→ **読む文章**:
二人が、何かきっかけがあって劇的に回復するのではなく、日々の積み重ねで徐々に回復している様子がとても丁寧に描かれていた事に気づいた。その最たるものが懸命に取り組んだダンスコンテストで、あそこで二人のお互いへの思いがダンスで非常に表現されているのも素晴らしかった。たとえそれがかりそめの思いであったとしても、あの瞬間は誰も立ち入ることはできない完ぺきな二人の世界だった。
オレは精神をそれほど病んでいなくて、病院に行ったり薬を飲んだりもしていない。しかし、「病気だからなんだというのだ、まともぶっているお前らだって大差あるか」と馬鹿にする人に対して文句を言いたい気分になった。
ただフットボールの試合が音声だけで映像がなかったのはちょっと寂しかった。そこでも興奮したかった。
何が良いのかわからん!!
アカデミ-賞を獲ったので、泣ける映画なのかと思ったら、バカバカしい内容でした。こんなんで、精神に異常を来たしているなんて、暇人なのかよと思ってしまう。生きるために必死に働いて、悩んでいる余裕なんてないです。全く共感できませんでした。でも、日本も最近、うつ病患者とか多いですね。子供の頃から苦労していないから、大人社会の厳しさに対応出来ない人が多すぎる。気が小さくて、依存心の強い人は、周りが迷惑だから困る。良かったのは、デニ-ロのダメ親父っぷりだけでした。
デ・ニーロを黙らせた女優。
今回のアカデミー賞では、J・ローレンスが主演女優賞を獲得。
まだ総ての作品を観た訳ではないので、何とも言い難いけど、
観た中ではこれが一番良かったかもしれない。

→ **一覧データ**:
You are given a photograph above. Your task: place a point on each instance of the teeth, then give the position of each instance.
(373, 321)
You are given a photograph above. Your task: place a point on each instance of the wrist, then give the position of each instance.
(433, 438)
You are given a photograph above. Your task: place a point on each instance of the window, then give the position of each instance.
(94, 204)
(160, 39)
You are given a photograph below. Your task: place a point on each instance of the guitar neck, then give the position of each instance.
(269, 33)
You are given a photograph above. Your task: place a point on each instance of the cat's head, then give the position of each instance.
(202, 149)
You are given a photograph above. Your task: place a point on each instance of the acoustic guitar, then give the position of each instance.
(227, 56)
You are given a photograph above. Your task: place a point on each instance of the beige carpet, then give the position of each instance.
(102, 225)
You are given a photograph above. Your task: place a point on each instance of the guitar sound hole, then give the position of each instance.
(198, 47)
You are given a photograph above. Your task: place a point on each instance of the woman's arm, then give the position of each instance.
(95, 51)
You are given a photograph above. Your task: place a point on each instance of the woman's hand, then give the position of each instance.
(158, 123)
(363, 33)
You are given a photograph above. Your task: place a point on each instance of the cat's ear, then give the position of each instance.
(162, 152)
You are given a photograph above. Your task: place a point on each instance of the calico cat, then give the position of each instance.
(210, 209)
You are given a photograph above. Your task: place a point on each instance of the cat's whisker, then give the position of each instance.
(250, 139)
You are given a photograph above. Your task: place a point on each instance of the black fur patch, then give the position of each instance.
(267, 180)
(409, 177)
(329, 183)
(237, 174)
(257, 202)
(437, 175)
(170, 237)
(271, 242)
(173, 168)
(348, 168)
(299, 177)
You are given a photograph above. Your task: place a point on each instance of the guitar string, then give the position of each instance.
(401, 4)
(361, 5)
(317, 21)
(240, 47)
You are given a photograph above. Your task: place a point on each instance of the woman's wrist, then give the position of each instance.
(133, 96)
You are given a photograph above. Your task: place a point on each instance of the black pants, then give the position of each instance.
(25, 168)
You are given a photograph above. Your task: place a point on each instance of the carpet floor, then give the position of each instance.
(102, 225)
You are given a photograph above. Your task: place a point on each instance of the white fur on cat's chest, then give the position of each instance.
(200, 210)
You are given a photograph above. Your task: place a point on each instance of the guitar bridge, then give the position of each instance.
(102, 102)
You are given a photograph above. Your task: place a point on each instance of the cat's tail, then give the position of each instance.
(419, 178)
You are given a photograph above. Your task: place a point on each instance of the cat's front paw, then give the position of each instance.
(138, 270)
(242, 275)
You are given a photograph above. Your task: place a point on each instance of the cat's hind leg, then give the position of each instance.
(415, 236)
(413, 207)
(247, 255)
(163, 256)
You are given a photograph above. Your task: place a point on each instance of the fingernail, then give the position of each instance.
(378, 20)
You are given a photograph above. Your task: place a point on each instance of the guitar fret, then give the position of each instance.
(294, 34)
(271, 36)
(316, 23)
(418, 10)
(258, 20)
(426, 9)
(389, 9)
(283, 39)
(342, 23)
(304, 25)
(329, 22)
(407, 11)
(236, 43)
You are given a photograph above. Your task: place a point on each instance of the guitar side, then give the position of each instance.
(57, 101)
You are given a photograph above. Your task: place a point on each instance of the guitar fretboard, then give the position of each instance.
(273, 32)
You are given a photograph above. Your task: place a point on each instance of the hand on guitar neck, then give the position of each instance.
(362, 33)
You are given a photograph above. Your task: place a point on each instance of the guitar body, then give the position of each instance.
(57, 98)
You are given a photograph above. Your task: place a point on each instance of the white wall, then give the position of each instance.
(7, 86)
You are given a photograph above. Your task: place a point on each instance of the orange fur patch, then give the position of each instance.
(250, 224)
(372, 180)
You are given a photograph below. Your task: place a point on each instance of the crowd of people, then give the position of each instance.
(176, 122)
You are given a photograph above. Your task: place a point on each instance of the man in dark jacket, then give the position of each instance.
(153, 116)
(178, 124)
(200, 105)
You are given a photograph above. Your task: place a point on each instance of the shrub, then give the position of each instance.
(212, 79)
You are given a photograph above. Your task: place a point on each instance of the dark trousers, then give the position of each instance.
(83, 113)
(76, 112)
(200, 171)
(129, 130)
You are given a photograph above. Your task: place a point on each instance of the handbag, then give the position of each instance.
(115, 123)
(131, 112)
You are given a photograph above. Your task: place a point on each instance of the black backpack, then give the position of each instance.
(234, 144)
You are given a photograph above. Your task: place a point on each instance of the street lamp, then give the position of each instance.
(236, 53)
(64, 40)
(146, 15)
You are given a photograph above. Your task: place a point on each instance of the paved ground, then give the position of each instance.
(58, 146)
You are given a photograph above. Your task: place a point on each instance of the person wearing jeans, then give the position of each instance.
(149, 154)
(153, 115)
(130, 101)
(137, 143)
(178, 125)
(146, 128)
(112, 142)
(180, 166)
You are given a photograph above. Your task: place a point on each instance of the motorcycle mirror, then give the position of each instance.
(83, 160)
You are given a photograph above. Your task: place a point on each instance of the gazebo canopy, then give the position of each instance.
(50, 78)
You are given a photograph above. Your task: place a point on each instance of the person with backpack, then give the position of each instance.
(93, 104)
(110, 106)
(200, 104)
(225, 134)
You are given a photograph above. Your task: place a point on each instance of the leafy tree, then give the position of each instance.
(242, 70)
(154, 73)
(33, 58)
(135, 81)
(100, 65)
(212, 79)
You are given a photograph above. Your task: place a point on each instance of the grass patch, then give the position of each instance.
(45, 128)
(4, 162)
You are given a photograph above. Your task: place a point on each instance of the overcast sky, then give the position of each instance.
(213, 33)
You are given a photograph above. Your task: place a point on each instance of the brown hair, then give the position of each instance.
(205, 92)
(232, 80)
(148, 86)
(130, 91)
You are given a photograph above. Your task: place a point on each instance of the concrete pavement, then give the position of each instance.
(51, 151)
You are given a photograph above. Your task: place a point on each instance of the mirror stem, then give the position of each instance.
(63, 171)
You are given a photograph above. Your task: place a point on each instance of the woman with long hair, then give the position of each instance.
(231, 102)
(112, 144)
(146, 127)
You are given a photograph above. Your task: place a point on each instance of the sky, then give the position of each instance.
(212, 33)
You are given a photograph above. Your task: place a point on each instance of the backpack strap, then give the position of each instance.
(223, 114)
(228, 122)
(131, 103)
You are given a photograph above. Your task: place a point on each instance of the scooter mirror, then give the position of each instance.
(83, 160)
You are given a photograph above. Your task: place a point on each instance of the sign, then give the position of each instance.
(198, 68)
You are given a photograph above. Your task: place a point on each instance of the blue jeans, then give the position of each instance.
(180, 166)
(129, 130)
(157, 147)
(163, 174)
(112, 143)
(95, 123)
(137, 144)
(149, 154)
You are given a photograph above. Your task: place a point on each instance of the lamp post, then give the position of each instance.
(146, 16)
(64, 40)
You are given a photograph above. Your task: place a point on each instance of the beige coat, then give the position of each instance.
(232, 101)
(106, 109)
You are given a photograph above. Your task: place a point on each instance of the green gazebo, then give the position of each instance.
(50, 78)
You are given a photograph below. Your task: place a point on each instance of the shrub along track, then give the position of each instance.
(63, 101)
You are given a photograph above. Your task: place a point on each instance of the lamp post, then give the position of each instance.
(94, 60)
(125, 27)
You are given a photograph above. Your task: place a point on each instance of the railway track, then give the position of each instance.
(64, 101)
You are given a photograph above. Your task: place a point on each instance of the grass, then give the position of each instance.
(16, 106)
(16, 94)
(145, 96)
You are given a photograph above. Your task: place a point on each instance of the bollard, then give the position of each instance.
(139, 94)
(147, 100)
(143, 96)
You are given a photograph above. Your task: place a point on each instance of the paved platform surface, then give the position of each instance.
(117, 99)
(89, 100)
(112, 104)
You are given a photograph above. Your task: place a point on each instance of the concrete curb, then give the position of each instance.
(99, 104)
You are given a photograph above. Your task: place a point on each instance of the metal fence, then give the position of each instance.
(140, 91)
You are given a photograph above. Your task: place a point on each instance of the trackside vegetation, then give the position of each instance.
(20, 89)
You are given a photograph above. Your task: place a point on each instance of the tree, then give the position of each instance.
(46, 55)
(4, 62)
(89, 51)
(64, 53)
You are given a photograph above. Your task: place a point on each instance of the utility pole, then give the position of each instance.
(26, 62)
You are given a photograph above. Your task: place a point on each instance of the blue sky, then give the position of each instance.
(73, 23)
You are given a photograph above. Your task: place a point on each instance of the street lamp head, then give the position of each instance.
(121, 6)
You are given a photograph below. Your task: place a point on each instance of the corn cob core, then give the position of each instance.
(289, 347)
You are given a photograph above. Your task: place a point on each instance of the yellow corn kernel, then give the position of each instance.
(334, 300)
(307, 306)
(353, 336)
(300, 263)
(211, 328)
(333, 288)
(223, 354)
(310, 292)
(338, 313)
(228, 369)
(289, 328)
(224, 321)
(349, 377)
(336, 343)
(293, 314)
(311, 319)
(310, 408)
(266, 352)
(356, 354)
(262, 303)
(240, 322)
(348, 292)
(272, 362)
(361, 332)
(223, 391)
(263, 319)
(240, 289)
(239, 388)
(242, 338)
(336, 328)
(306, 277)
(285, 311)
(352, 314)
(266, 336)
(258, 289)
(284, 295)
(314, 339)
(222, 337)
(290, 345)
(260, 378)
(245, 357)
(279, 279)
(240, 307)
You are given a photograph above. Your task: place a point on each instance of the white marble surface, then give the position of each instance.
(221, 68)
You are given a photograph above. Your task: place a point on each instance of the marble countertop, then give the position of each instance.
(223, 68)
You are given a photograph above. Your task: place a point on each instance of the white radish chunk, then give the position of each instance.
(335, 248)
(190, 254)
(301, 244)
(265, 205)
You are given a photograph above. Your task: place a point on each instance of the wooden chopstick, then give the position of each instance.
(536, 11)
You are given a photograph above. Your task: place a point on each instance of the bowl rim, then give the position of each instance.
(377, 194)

→ **やること**:
映画の感想文のうち、「ただフットボールの試合が音声」から始まって「観た中ではこれが一番良かったかもしれない。」まで続く部分を、一字も変えずにもう一度書いてください。 この一覧は今回の作業には使いません。

→ **あなたの答え**:
ただフットボールの試合が音声だけで映像がなかったのはちょっと寂しかった。そこでも興奮したかった。
何が良いのかわからん!!
アカデミ-賞を獲ったので、泣ける映画なのかと思ったら、バカバカしい内容でした。こんなんで、精神に異常を来たしているなんて、暇人なのかよと思ってしまう。生きるために必死に働いて、悩んでいる余裕なんてないです。全く共感できませんでした。でも、日本も最近、うつ病患者とか多いですね。子供の頃から苦労していないから、大人社会の厳しさに対応出来ない人が多すぎる。気が小さくて、依存心の強い人は、周りが迷惑だから困る。良かったのは、デニ-ロのダメ親父っぷりだけでした。
デ・ニーロを黙らせた女優。
今回のアカデミー賞では、J・ローレンスが主演女優賞を獲得。
まだ総ての作品を観た訳ではないので、何とも言い難いけど、
観た中ではこれが一番良かったかもしれない。